══ Extrait de page
Sans doute pour me différencier de la famille qui n’est pas pratiquante et peut être pas croyante, mais aussi pour me sortir du milieu familial, je deviens "enfant de chœur".
Les aubes blanches avec des surplis rouges sont encore de rigueur, mais elles sont très vite remplacées par des aubes entièrement blanches.
Mon copain Ignace Campayo devient enfant de chœur en même temps que moi. Nous prenons très au sérieux notre fonction de « servant ». Peut être un jour serons nous thuriféraire.
Le Père Bobichon, est grand, maigre, vêtu de la soutane noire traditionnelle de l'époque. Il est plein d'énergie, chaleureux et charismatique.
Il deviendra plus tard chanoine de Coursan.
Être enfant de chœur c'est un moyen de chanter. Mais il y a aussi les avantages que confèrent la quête. La plupart des offrandes faites par les fidèles sont destinées à faire vivre l’église et son curé. Mais pour les mariages, les baptêmes et les enterrements nous avons une petite partie du pécule. Ces subsides nous permettent, Ignace et moi, d'acheter nos premières cigarettes. Elles nous rendent malades bien sûr mais il est important de devenir des hommes. On essaie de cacher l'odeur avec des amandes pas encore trop dures au printemps, puis des cerises chapardées ici ou là ou plus tard des mures.
A la sortie de la messe dominicale, j'ai la charge parentale bien douce, de passer chez le pâtissier, pour y acheter les mille-feuilles et autres éclairs auxquels la maisonnée a droit le dimanche.
Le vendredi-saint les enfants de chœur passent de maison en maison et de ferme en ferme pour récolter des œufs frais chez l'habitant. Cette récolte faite nous partons le lundi de Pâques avec le père Bobichon déguster les omelettes en campagne. Omelettes préparées par nos familles. Omelettes salées mais aussi les délicieuses omelettes sucrées de maman.
Filles et garçons réunis, ce qui est rare à cette époque. En dehors du catéchisme et de l'école cela n'arrive jamais.
Parmi ces demoiselles il y a Marie-José Albero. Elle vient à l'école au village mais habite au hameau de « la mine ». J'en suis amoureux mais je n'ai jamais osé lui dire quoi que ce soit. Nous ferons la communion solennelle ensemble et monterons à l'autel ensemble. Comme pour un mariage........ Et puis. ? Comme j'ai le bras droit dans le plâtre suite à ma clavicule qui n'a pas résisté à une chute à vélo, c'est Marie-José qui m'aide...
════
══ Lignes fournies
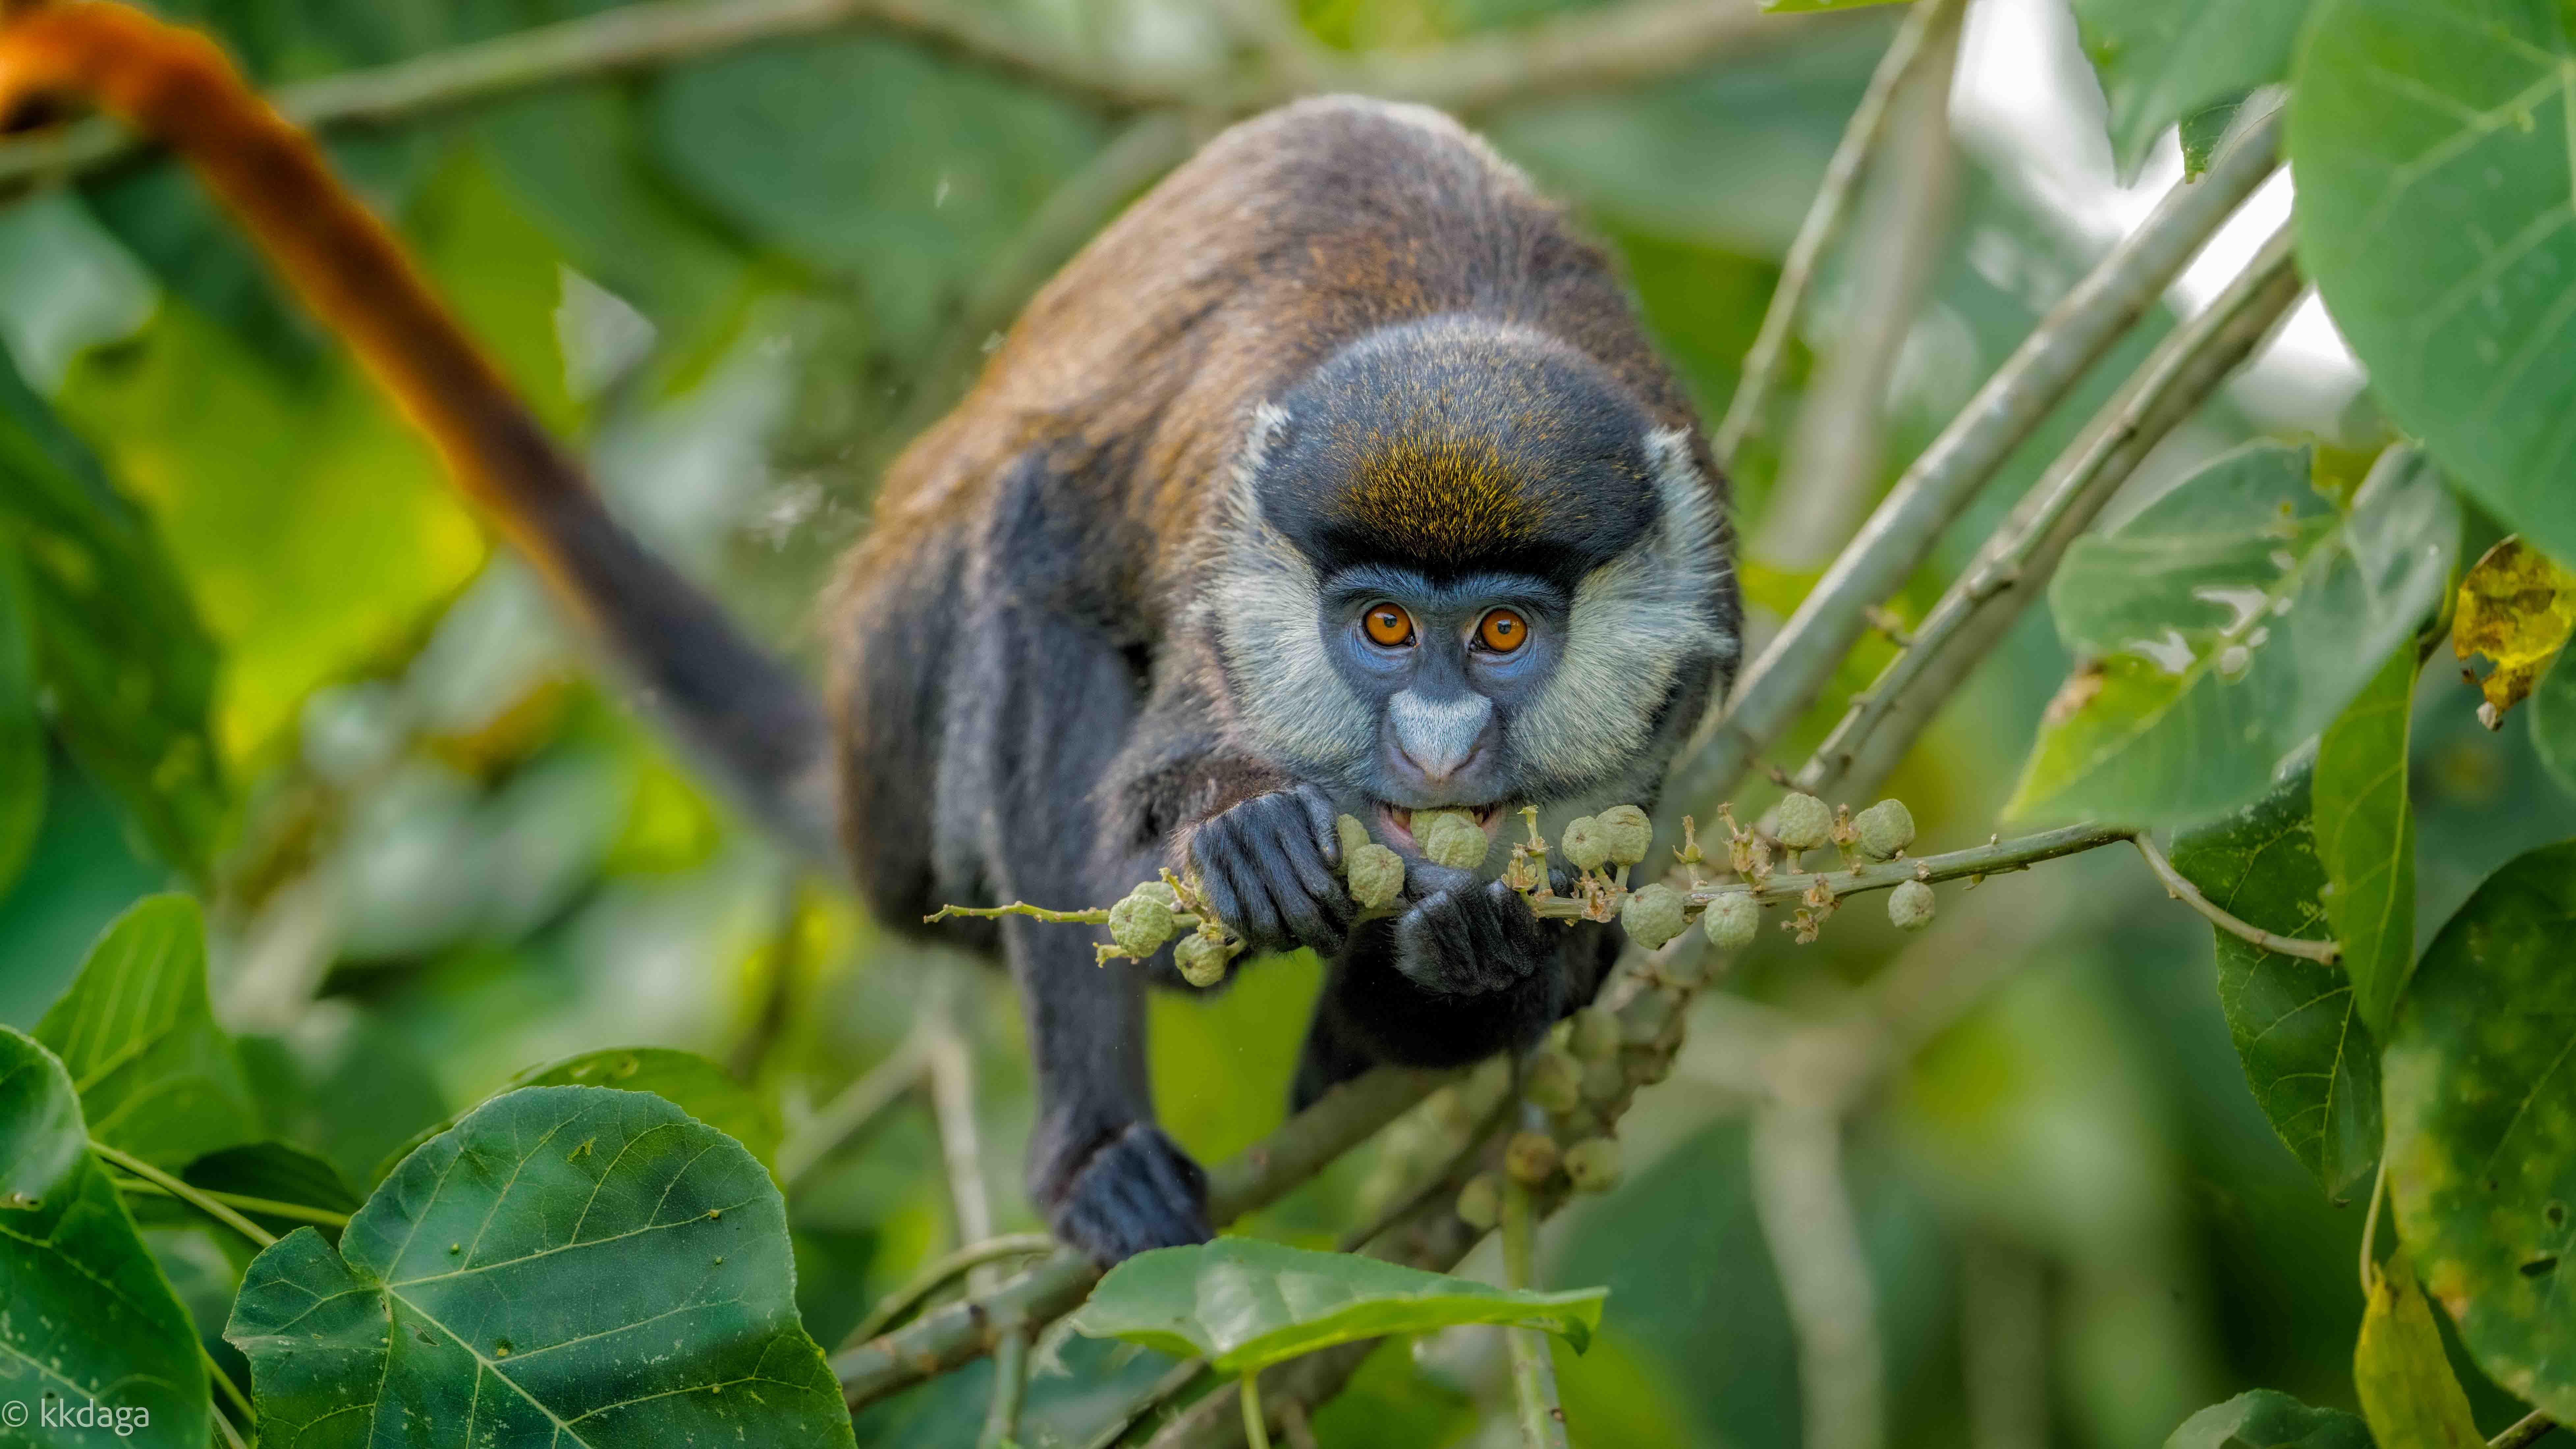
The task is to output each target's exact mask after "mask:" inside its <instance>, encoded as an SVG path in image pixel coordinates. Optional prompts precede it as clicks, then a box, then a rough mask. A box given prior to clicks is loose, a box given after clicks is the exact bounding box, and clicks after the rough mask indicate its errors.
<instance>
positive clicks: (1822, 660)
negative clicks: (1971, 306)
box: [1664, 113, 2282, 812]
mask: <svg viewBox="0 0 2576 1449" xmlns="http://www.w3.org/2000/svg"><path fill="white" fill-rule="evenodd" d="M2280 126H2282V124H2280V116H2277V113H2275V116H2267V119H2264V121H2259V124H2257V126H2254V129H2251V131H2246V134H2244V137H2239V142H2236V144H2233V147H2228V150H2226V152H2223V155H2221V157H2218V160H2215V162H2213V165H2210V170H2208V173H2205V175H2202V178H2200V180H2192V183H2177V186H2174V191H2169V193H2166V199H2164V201H2161V204H2159V206H2156V214H2154V217H2148V219H2146V224H2143V227H2138V229H2136V232H2133V235H2130V237H2128V240H2123V242H2120V248H2117V250H2112V255H2110V258H2105V260H2102V266H2097V268H2094V271H2092V273H2089V276H2087V278H2084V281H2079V284H2076V289H2074V291H2071V294H2069V297H2066V299H2063V302H2058V304H2056V307H2053V309H2050V312H2048V317H2045V320H2043V322H2040V325H2038V330H2032V333H2030V338H2025V340H2022V345H2020V348H2017V351H2014V353H2012V358H2009V361H2007V364H2004V366H2002V369H1996V374H1994V376H1991V379H1986V387H1984V389H1978V394H1976V397H1973V400H1971V402H1968V407H1965V410H1960V415H1958V418H1955V420H1953V423H1950V425H1947V428H1945V431H1942V436H1940V438H1935V443H1932V446H1929V449H1924V454H1922V456H1919V459H1914V467H1909V469H1906V474H1904V477H1901V480H1896V487H1893V490H1891V492H1888V498H1886V500H1883V503H1880V505H1878V511H1875V513H1873V516H1870V521H1868V523H1865V526H1862V529H1860V536H1857V539H1852V544H1850V547H1847V549H1844V552H1842V557H1837V559H1834V567H1829V570H1826V575H1824V580H1819V583H1816V588H1814V590H1811V593H1808V596H1806V601H1803V603H1801V606H1798V611H1795V614H1793V616H1790V621H1788V627H1783V629H1780V634H1777V637H1772V642H1770V647H1767V650H1762V655H1759V657H1757V660H1754V663H1752V668H1747V670H1744V678H1739V681H1736V691H1734V699H1731V701H1728V704H1726V709H1723V712H1716V709H1710V712H1708V717H1705V719H1703V722H1700V727H1698V730H1695V732H1692V740H1690V745H1685V750H1682V758H1680V763H1677V768H1674V773H1672V779H1669V781H1667V792H1664V799H1667V812H1680V810H1700V807H1705V804H1708V802H1716V799H1723V797H1726V794H1731V792H1734V786H1736V781H1739V779H1741V776H1744V771H1747V768H1749V766H1752V761H1754V758H1757V755H1759V753H1762V750H1767V748H1770V745H1772V743H1775V740H1777V737H1780V735H1783V732H1785V730H1788V727H1790V724H1793V722H1795V719H1798V714H1803V712H1806V706H1808V704H1814V699H1816V694H1819V691H1821V688H1824V681H1829V678H1832V673H1834V668H1837V665H1839V663H1842V657H1844V655H1847V652H1850V647H1852V642H1855V639H1857V637H1860V634H1862V632H1865V629H1868V608H1870V606H1875V603H1883V601H1886V598H1888V596H1893V593H1896V590H1899V588H1901V585H1904V580H1906V578H1909V575H1911V572H1914V570H1917V567H1922V562H1924V559H1927V557H1929V552H1932V544H1935V539H1937V536H1940V534H1942V529H1947V526H1950V521H1953V518H1958V513H1960V511H1963V508H1965V505H1968V500H1971V498H1976V492H1978V490H1981V487H1984V485H1986V480H1989V477H1994V472H1996V469H1999V467H2004V459H2009V456H2012V451H2014V449H2020V446H2022V441H2025V438H2027V436H2030V433H2032V428H2038V425H2040V420H2043V418H2048V413H2050V410H2053V407H2056V405H2058V402H2061V400H2063V397H2066V394H2069V392H2071V389H2074V384H2076V379H2081V376H2084V371H2089V369H2092V364H2094V361H2097V358H2099V356H2102V353H2105V351H2110V345H2112V340H2117V338H2120V333H2125V330H2128V327H2130V325H2136V322H2138V317H2143V315H2146V309H2148V307H2154V304H2156V299H2159V297H2161V294H2164V289H2166V286H2169V284H2172V281H2174V276H2177V273H2179V271H2182V263H2187V260H2190V258H2192V253H2197V250H2200V245H2202V242H2205V240H2208V237H2210V235H2213V232H2215V229H2218V224H2221V222H2226V217H2228V214H2231V211H2233V209H2236V204H2239V201H2244V199H2246V196H2251V193H2254V188H2257V186H2259V183H2262V180H2264V178H2267V175H2269V173H2272V157H2275V152H2277V150H2280Z"/></svg>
════
#### [Questions sur l'extrait]
(1) Dans le récit sur les enfants de chœur, que deviendra plus tard le Père Bobichon ?
(2) Poursuivez le récit sur les enfants de chœur à partir de sa dernière phrase.

#### [Réponses ci-dessous]
(1) Il deviendra chanoine de Coursan.

(2)
Et puis ? ….....Et puis c'est tout. La timidité.
La communion solennelle se prépare entre autre par une retraite de prières durant quelques jours. Nous allons du coté de la Montagne Noire toute proche.
Une petite ferme isolée du coté de Cubserviès va nous abriter deux ou trois jours. Le soir tout le monde va se coucher mais nous avons découvert une bouteille de « carthagène » sur la cheminée ! En découle ma première connaissance avec le vin ainsi que ma première « petite » cuite.
C'est à Salsigne que j'apprends à nager dans l'Orbiel en amont des châteaux de Lastours. Nous descendions à pieds par les chemins de traverse jusqu'à la rivière en amont du village.
Les plus grands expliquent aux petits les mouvements pour faire la nage dite indienne, réputée silencieuse. Il y a une vasque d'eau assez profonde pour accueillir ceux qui tentent de vaincre leur peur. Le rite initiatique incontournable consiste à plonger la tête la première pour rejoindre, sous l'eau, la rive d'en face.
Sur l'unique vélo de course de Philippe Bezon nous avons un deuxième rite à passer, celui de la descente en vélo de la Jonquières jusqu'à l'entrée de Lastours au niveau de l'église. Un km de descente à 7,5% de moyenne. La vitesse estimée avec un tournant en épingle à cheveux, frôle 80 km/h dans les trois cents derniers mètres avant l'entrée du village.
Mais il y a aussi avant son départ et à son retour d'Indochine les fins de semaines en famille, ou les balades du dimanche avec les pique-nique au Martys en « Traction-avant ». Maman étale une nappe dans un pré, bordé par un torrent. Le « A table » émanant du chef de famille ne souffre d'aucun retard. Ici aussi il ne faut pas parler à table, ne pas se salir. Pas question d'essayer de pécher, pas question de se mouiller.
De Salsigne nous allons assez régulièrement, chez Calixte, son frère aîné et sa femme Blanche. Il est gendarme et habite la caserne de Lagrasse. Il y a toujours trois ou quatre tartes excellentes qui refroidissent sur le rebord de la fenêtre de l'appartement de fonction du brigadier. Après le repas nous allons nous promener le long de la rivière pour admirer le jardin du tonton dont c'est la passion. Nous repartons d'ailleurs avec quelques magnifiques légumes.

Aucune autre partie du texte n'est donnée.